• 작업 지시
아래 행을 하나도 빠짐없이 '번호'와 '내용' 두 열로 된 마크다운 표로 정리하세요. 빈 줄은 빼고, 그림은 답에 넣지 마세요.

·····

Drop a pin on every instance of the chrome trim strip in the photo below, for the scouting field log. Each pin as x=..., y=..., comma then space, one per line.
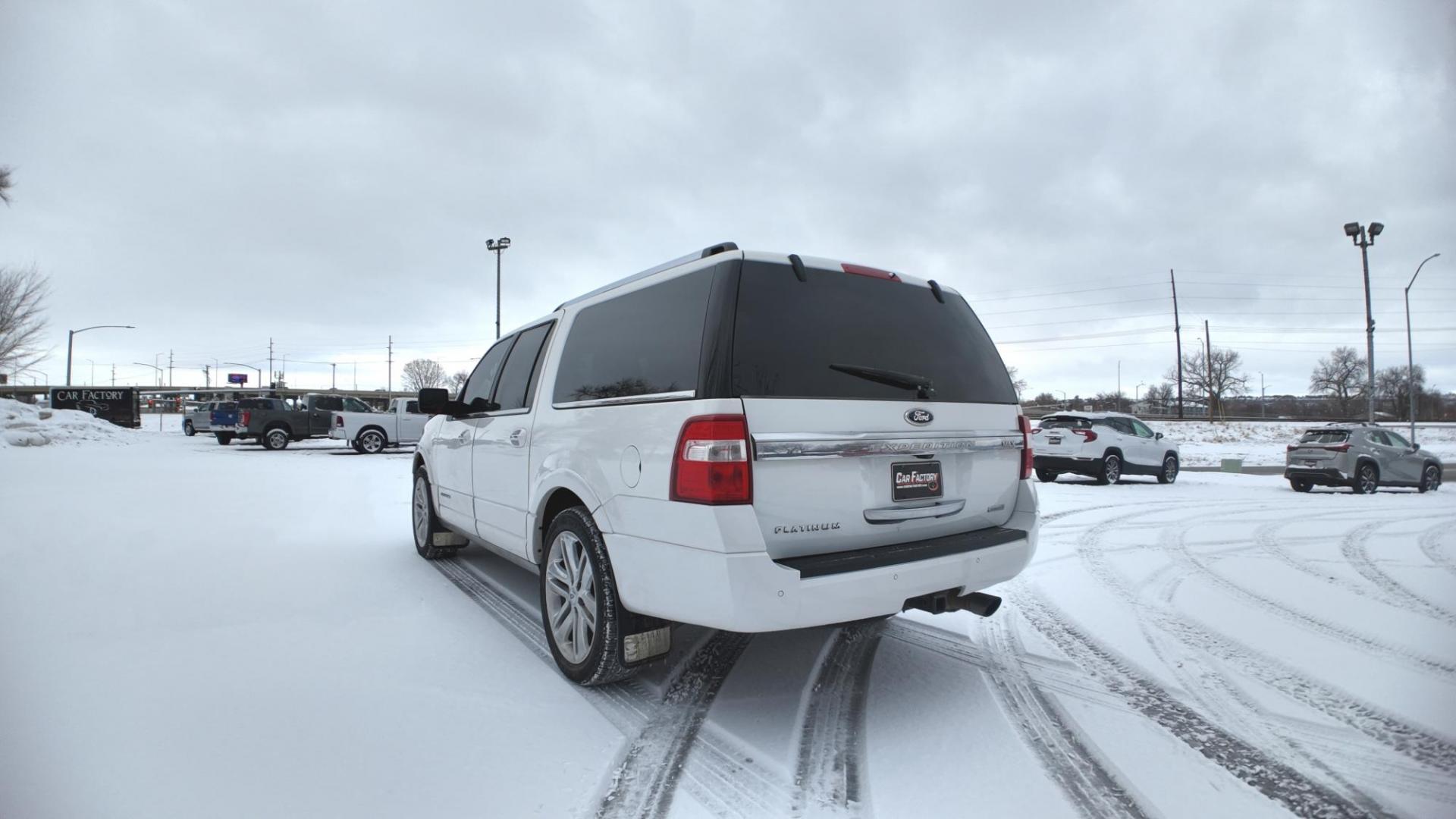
x=650, y=397
x=896, y=513
x=778, y=447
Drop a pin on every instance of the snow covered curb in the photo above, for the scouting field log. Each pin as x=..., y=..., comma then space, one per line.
x=24, y=425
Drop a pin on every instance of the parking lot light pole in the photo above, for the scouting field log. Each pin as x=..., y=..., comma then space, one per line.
x=1363, y=238
x=1410, y=353
x=71, y=343
x=498, y=246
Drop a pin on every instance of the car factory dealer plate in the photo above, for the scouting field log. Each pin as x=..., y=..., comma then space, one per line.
x=916, y=482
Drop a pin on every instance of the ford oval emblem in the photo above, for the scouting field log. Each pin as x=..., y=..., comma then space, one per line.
x=919, y=417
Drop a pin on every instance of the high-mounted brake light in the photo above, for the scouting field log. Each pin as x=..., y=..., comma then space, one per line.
x=870, y=271
x=711, y=461
x=1027, y=458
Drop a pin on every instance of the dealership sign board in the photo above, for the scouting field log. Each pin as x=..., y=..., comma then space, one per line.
x=121, y=406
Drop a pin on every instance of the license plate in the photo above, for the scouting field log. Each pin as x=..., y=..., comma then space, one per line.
x=915, y=482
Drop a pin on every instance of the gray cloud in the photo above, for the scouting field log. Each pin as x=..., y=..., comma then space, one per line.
x=328, y=177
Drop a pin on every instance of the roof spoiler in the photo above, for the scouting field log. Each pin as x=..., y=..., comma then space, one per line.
x=704, y=254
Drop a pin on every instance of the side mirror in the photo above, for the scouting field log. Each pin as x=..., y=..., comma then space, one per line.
x=435, y=401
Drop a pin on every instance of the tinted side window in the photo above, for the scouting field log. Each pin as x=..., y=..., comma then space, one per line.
x=513, y=388
x=638, y=344
x=478, y=388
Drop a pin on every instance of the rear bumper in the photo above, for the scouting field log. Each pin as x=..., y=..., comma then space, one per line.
x=1324, y=477
x=1063, y=464
x=750, y=592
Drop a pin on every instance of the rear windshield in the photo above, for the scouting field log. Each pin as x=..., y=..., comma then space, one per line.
x=788, y=333
x=1066, y=425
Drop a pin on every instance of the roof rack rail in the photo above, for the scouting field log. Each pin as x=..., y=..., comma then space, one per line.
x=704, y=254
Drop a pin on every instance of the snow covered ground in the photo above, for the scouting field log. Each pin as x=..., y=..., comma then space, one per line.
x=193, y=630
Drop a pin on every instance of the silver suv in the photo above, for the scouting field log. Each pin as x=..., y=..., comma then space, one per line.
x=1362, y=457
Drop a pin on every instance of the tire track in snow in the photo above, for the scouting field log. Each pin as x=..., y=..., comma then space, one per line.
x=1354, y=545
x=1369, y=720
x=647, y=779
x=720, y=774
x=1432, y=545
x=1183, y=556
x=1273, y=779
x=830, y=770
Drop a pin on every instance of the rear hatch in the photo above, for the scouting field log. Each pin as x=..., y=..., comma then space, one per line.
x=1318, y=447
x=878, y=414
x=1062, y=436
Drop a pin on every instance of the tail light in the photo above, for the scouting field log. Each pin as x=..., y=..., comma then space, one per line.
x=711, y=461
x=1027, y=458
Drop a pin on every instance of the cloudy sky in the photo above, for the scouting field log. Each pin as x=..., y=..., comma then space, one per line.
x=327, y=174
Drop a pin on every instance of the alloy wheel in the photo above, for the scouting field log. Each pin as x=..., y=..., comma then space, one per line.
x=571, y=598
x=421, y=512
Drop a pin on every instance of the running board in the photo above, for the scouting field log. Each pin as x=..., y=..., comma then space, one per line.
x=894, y=554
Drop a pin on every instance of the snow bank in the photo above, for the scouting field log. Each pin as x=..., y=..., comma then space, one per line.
x=22, y=425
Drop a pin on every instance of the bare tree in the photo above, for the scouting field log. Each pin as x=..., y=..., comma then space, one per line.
x=457, y=382
x=424, y=373
x=1341, y=376
x=22, y=318
x=1213, y=378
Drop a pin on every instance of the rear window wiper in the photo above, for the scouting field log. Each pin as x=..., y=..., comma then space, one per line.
x=893, y=378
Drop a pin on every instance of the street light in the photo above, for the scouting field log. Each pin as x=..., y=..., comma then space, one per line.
x=498, y=246
x=251, y=368
x=153, y=366
x=71, y=338
x=1410, y=354
x=1363, y=238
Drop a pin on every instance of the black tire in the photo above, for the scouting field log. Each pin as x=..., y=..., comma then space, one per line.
x=370, y=442
x=424, y=522
x=1169, y=472
x=574, y=532
x=1366, y=480
x=275, y=439
x=1430, y=479
x=1111, y=469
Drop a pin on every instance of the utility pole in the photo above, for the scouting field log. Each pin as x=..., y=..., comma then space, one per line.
x=1207, y=363
x=1177, y=338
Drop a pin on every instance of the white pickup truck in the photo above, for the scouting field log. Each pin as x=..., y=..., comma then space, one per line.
x=369, y=433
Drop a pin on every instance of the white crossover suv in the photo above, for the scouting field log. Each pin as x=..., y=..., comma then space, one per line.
x=1106, y=447
x=740, y=441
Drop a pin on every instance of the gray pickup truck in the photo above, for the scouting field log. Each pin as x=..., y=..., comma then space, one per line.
x=275, y=423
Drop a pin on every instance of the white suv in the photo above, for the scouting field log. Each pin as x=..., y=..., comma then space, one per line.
x=742, y=441
x=1104, y=447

·····

• 작성 답변
| 번호 | 내용 |
|---|---|
| 1 | Drop a pin on every instance of the chrome trim strip in the photo below, for the scouting field log. Each pin as x=..., y=..., comma then space, one per line. |
| 2 | x=650, y=397 |
| 3 | x=896, y=513 |
| 4 | x=778, y=447 |
| 5 | Drop a pin on every instance of the snow covered curb in the photo above, for the scouting field log. Each pin as x=..., y=..., comma then space, one per line. |
| 6 | x=24, y=425 |
| 7 | Drop a pin on every instance of the parking lot light pole in the photo above, for the scouting field log. Each pin as x=..., y=..., comma then space, one per line. |
| 8 | x=1363, y=238 |
| 9 | x=1410, y=353 |
| 10 | x=71, y=343 |
| 11 | x=498, y=246 |
| 12 | Drop a pin on every instance of the car factory dealer plate in the photo above, for the scouting field log. Each pin as x=..., y=..., comma then space, one per line. |
| 13 | x=916, y=482 |
| 14 | Drop a pin on every instance of the ford oval emblem in the photo above, for the scouting field log. Each pin as x=..., y=..., comma then space, one per line. |
| 15 | x=919, y=417 |
| 16 | Drop a pin on every instance of the high-mounted brake light in the photo above, for the scouting field log. Each pin as x=..., y=..., comma then space, one per line. |
| 17 | x=870, y=271 |
| 18 | x=711, y=461 |
| 19 | x=1027, y=458 |
| 20 | Drop a pin on every instance of the dealership sign board in the photo above, for the scouting field log. Each pin as x=..., y=..., comma then space, one per line. |
| 21 | x=121, y=406 |
| 22 | Drop a pin on every instance of the license plate in the photo above, for the scouting field log. Each pin as x=..., y=..., comma then space, one per line. |
| 23 | x=915, y=482 |
| 24 | Drop a pin on every instance of the gray cloud in the photo above, for the scouting field log. Each pin as x=..., y=..., comma then space, one per line. |
| 25 | x=328, y=177 |
| 26 | Drop a pin on every instance of the roof spoiler in the photo above, for the scouting field log. Each pin as x=..., y=..., comma then space, one per line. |
| 27 | x=704, y=254 |
| 28 | Drop a pin on every instance of the side mirror in the photo above, for the scouting field log. Each pin as x=..., y=..., comma then space, one per line. |
| 29 | x=435, y=401 |
| 30 | Drop a pin on every instance of the tinted side window in the photo above, for the scouting field log. Each pin as x=..., y=..., comma then space, one per line. |
| 31 | x=513, y=388 |
| 32 | x=638, y=344 |
| 33 | x=478, y=388 |
| 34 | Drop a pin on every instance of the rear bumper in the photo above, for the scouting field log. Each pin as x=..., y=..., comma then space, one per line. |
| 35 | x=1324, y=477 |
| 36 | x=1063, y=464 |
| 37 | x=750, y=592 |
| 38 | Drop a pin on every instance of the rear windshield in the photo above, for the scouting field log. Each pin as x=..., y=..., comma then space, one per line. |
| 39 | x=788, y=333 |
| 40 | x=1066, y=425 |
| 41 | Drop a pin on every instance of the roof rack rail in the photo above, for the scouting field log. Each pin as x=..., y=..., comma then space, one per line. |
| 42 | x=704, y=254 |
| 43 | Drop a pin on every instance of the snow covered ground in the photo above, for the scouting field log. Each pin as x=..., y=..., comma then space, one per line. |
| 44 | x=193, y=630 |
| 45 | Drop a pin on every instance of the silver suv in the photo above, for the scouting field log. Each pin as x=..., y=..., comma then space, one per line. |
| 46 | x=1362, y=457 |
| 47 | Drop a pin on every instance of the tire track in snow in the photo above, for the scouting field log. Each pin as x=..., y=..., comma then space, one per line. |
| 48 | x=1354, y=545 |
| 49 | x=1369, y=720 |
| 50 | x=647, y=779 |
| 51 | x=720, y=774 |
| 52 | x=1432, y=545 |
| 53 | x=1183, y=556 |
| 54 | x=1273, y=779 |
| 55 | x=830, y=770 |
| 56 | Drop a pin on every instance of the rear hatch in the photo above, for the scouting field log. Each pin as x=..., y=..., comma then space, one per line. |
| 57 | x=1318, y=447 |
| 58 | x=878, y=414 |
| 59 | x=1062, y=436 |
| 60 | Drop a pin on every instance of the tail light in the photo above, for the scouting field log. Each pin as x=..., y=..., comma then space, one per line. |
| 61 | x=711, y=461 |
| 62 | x=1027, y=458 |
| 63 | Drop a pin on every instance of the cloudy sky in the photo above, for the scouting field log. Each pin as x=..., y=..., comma then space, one per line. |
| 64 | x=327, y=174 |
| 65 | Drop a pin on every instance of the alloy wheel in the photo above, for the scouting field log. Each pin as x=..., y=..., comma then space, one per line. |
| 66 | x=571, y=598 |
| 67 | x=421, y=512 |
| 68 | Drop a pin on every instance of the running board in the photo above, for the scouting field log. Each pin as x=..., y=..., comma then space, one per line. |
| 69 | x=894, y=554 |
| 70 | Drop a pin on every instance of the snow bank in the photo above, for the scouting field log. Each pin as x=..., y=..., comma then space, one per line. |
| 71 | x=22, y=425 |
| 72 | Drop a pin on every instance of the bare tree in the photo above, for the scouting field log. Each pin as x=..., y=..., comma then space, one per line. |
| 73 | x=457, y=382 |
| 74 | x=424, y=373 |
| 75 | x=1341, y=376 |
| 76 | x=22, y=318 |
| 77 | x=1213, y=378 |
| 78 | Drop a pin on every instance of the rear window wiper in the photo above, for the scouting field log. Each pin as x=..., y=..., comma then space, one per line. |
| 79 | x=893, y=378 |
| 80 | Drop a pin on every instance of the street light in the photo above, for the scouting field log. Each pin as x=..., y=..., comma then space, one per line. |
| 81 | x=498, y=246 |
| 82 | x=251, y=368 |
| 83 | x=153, y=366 |
| 84 | x=71, y=338 |
| 85 | x=1410, y=354 |
| 86 | x=1363, y=238 |
| 87 | Drop a pin on every instance of the black tire in the photo above, for the scouting field log. Each pin as x=..., y=..., comma then space, one per line. |
| 88 | x=370, y=442 |
| 89 | x=424, y=522 |
| 90 | x=1169, y=472 |
| 91 | x=574, y=532 |
| 92 | x=1366, y=480 |
| 93 | x=275, y=439 |
| 94 | x=1430, y=479 |
| 95 | x=1111, y=469 |
| 96 | Drop a pin on every instance of the utility pole in the photo above, for the scouting field log. Each pin as x=..., y=..., comma then space, one per line. |
| 97 | x=1207, y=363 |
| 98 | x=1177, y=338 |
| 99 | Drop a pin on every instance of the white pickup truck in the photo above, for the scouting field log. Each pin as x=..., y=..., comma then space, one per line. |
| 100 | x=369, y=433 |
| 101 | Drop a pin on every instance of the white crossover suv in the photo above, for the scouting field log. Each pin as x=..., y=..., comma then space, one per line. |
| 102 | x=1106, y=447 |
| 103 | x=740, y=441 |
| 104 | Drop a pin on every instance of the gray pickup truck in the photo above, for the scouting field log. Each pin as x=..., y=..., comma then space, one per line. |
| 105 | x=275, y=423 |
| 106 | Drop a pin on every instance of the white suv in the photo above, for the scouting field log. Each pin as x=..., y=..., comma then space, one per line. |
| 107 | x=742, y=441 |
| 108 | x=1104, y=447 |